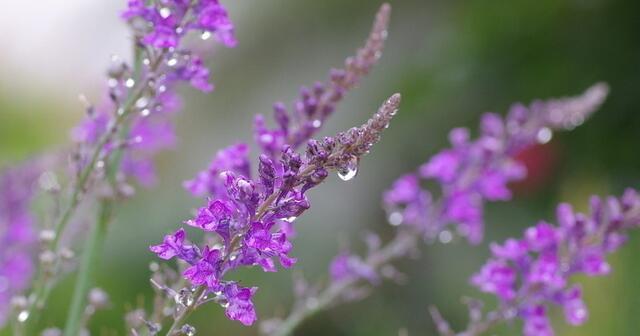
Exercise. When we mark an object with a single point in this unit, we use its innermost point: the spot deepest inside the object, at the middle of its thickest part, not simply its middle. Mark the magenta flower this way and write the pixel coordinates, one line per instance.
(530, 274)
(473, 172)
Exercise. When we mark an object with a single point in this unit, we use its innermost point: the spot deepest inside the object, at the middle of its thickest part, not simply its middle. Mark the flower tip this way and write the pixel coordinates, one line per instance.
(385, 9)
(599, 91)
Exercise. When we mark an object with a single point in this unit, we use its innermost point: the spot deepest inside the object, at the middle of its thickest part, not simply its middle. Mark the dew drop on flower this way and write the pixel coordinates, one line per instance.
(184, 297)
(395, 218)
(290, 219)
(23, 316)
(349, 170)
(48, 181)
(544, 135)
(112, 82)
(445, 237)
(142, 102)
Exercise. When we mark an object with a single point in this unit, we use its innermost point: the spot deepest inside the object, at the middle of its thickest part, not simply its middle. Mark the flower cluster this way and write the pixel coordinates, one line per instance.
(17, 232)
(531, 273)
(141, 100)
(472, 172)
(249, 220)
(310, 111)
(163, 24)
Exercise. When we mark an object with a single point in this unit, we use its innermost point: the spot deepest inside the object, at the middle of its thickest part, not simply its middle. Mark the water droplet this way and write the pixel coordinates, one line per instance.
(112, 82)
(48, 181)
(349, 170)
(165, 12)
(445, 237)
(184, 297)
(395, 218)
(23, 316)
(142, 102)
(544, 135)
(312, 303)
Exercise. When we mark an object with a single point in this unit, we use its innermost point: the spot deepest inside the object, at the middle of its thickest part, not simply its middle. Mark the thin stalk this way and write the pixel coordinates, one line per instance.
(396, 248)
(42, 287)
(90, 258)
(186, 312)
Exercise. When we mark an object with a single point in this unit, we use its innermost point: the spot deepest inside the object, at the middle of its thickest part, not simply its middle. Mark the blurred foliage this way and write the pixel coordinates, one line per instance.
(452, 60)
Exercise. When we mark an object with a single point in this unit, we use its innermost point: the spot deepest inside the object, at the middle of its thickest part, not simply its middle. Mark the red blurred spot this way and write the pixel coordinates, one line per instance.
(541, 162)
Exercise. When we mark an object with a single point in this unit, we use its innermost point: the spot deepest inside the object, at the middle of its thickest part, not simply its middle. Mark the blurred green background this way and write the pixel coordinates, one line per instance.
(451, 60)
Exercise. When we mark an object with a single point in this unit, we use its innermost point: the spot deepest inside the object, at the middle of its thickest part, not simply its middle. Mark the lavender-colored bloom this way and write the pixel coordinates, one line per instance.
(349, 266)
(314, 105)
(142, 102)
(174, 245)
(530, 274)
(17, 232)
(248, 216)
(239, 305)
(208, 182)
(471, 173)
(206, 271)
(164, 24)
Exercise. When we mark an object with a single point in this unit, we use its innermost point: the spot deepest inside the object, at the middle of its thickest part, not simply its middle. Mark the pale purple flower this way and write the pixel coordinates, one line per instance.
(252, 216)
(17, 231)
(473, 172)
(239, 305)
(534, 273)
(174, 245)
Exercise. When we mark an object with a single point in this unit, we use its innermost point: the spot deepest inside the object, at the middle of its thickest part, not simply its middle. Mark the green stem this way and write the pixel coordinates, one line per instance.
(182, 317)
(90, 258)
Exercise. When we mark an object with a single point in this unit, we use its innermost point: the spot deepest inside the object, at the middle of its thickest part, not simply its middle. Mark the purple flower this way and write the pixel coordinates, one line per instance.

────────────────────────────────────────

§ **WRITTEN INSTRUCTION**
Switch "pixel coordinates" to "image coordinates" in the entries, starting with the line that contains "Mark the green" and continuing through the end of the entries. Reproduce only those lines, with everything else unchanged.

§ **SOLUTION FOR THIS PROBLEM**
Exercise. When we mark an object with a single point in this unit, we use its innermost point: the spot deepest inside the object, at the middle of its thickest part, not simply its middle. Mark the green stem this way and write the image coordinates, one line per instance.
(182, 317)
(90, 258)
Exercise. When we mark an object with a single point in this unit, we use its innermost point: the spot deepest inside the object, at the middle of its thickest part, not simply its middle. Mark the purple flower this way and write the image coordinates, one line per instance.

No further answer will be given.